> _What you should do_
Please copy the NVSHMEM forum thread starting with "It is possible" and going on through "in the past.", substituting "environment" for "container".

> _Text block_
::::::::
It is possible that this error raised by cmake version?because I used cmake 3.27 in nvhpc container 23.9 and It can compile correctly. But when I use this image (instead of the image I created with the modified container) to create a new container, it becomes ineffective. I’m not sure what modifications I made to this container in the past.
when I use find_library,I can find nvshmem correctly.but still can not link it.
in my program, I include

#include <nvshmem.h>
#include <nvshmemx.h>

I search nvshmemi_device_state_d ,and found it in /opt/nvidia/hpc_sdk/Linux_x86_64/23.11/comm_libs/11.8/nvshmem/include/device/nvshmemi_common_device_defines.cuh，which is included by nvshmem.h

#if defined(__CUDACC_RDC__)
#define EXTERN_CONSTANT extern __constant__
#else
#define EXTERN_CONSTANT static __constant__
#endif
EXTERN_CONSTANT nvshmemi_device_state_t nvshmemi_device_state_d;
#undef EXTERN_CONSTANT
#endif

Looking forward to your reply!

728882065 · December 2, 2023, 1:09pm

The error disappear after I update cmake to 3.27.9.I do not understand what happen

728882065 · December 2, 2023, 1:13pm

when I run the application, It raise

[LOG_CAT_ML] You must specify a valid HCA device by setting:
-x HCOLL_MAIN_IB=<dev_name:port> or -x UCX_NET_DEVICES=<dev_name:port>.
If no device was specified for HCOLL (or the calling library), automatic device detection will be run.
In case of unfounded HCA device please contact your system administrator.
[LOG_CAT_ML] You must specify a valid HCA device by setting:
-x HCOLL_MAIN_IB=<dev_name:port> or -x UCX_NET_DEVICES=<dev_name:port>.
If no device was specified for HCOLL (or the calling library), automatic device detection will be run.
In case of unfounded HCA device please contact your system administrator.
[5770da4ecf14:00487] Error: ../../../../../ompi/mca/coll/hcoll/coll_hcoll_module.c:310 - mca_coll_hcoll_comm_query() Hcol library init failed
[5770da4ecf14:00486] Error: ../../../../../ompi/mca/coll/hcoll/coll_hcoll_module.c:310 - mca_coll_hcoll_comm_query() Hcol library init failed
d_buff_1: 0.280 GB
nodesPerPE: 116483, dim: 602
Preproc (ms): 3053.317
d_buff_1: 0.280 GB
nodesPerPE: 116483, dim: 602
/dvs/p4/build/sw/rel/gpgpu/toolkit/r11.8/main_nvshmem/src/host/transport/transport.cpp:nvshmemi_transport_init:215: init failed for remote transport: ibrc
/dvs/p4/build/sw/rel/gpgpu/toolkit/r11.8/main_nvshmem/src/host/transport/transport.cpp:nvshmemi_transport_init:215: init failed for remote transport: ibrc
/dvs/p4/build/sw/rel/gpgpu/toolkit/r11.8/main_nvshmem/src/host/init/init.cu:register_state_ptr:93: Redundant common pointer registered, ignoring.
::::::::
> _Recorded information_
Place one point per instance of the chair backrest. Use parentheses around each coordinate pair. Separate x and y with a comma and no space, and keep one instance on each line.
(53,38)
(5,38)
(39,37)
::::::::
> _Result of this exercise_
It is possible that this error raised by cmake version?because I used cmake 3.27 in nvhpc environment 23.9 and It can compile correctly. But when I use this image (instead of the image I created with the modified environment) to create a new environment, it becomes ineffective. I’m not sure what modifications I made to this environment in the past.